* BEGIN Document extract *

First, to provide a more complete understanding of the problem, it is essential to discuss the importance of the iid assumption in the context of widely used ERM algorithms in ML. Breaking this assumption is a well-known cause of poor generalization performance, regardless of the specific application domain. Additionally, it is well-established that real-world data, especially remote-sensing data, often does not satisfy the iid assumption.

Second, a discussion on epistemic uncertainty is missing in this context. Addressing this type of uncertainty is crucial when dealing with non-iid data, as it directly impacts model reliability and generalization.

* END Document extract *
* BEGIN Data provided *

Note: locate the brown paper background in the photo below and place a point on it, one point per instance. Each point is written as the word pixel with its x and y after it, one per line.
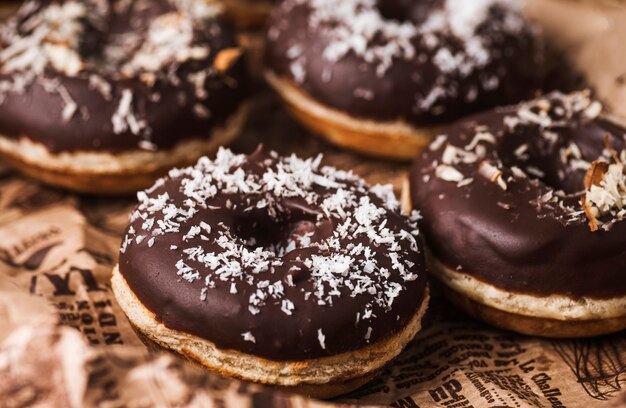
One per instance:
pixel 65 342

* END Data provided *

== Task requirements ==
Condense the paragraph beginning "First, to provide a more complete understanding" from the passage on the iid assumption above into a short bulleted list that keeps its main facts.

== Response ==
- The problem needs a discussion of why the iid assumption matters for widely used ERM algorithms in ML.
- Breaking this assumption is a well-known cause of poor generalization, in any application domain.
- Real-world data, especially remote-sensing data, often does not satisfy the iid assumption.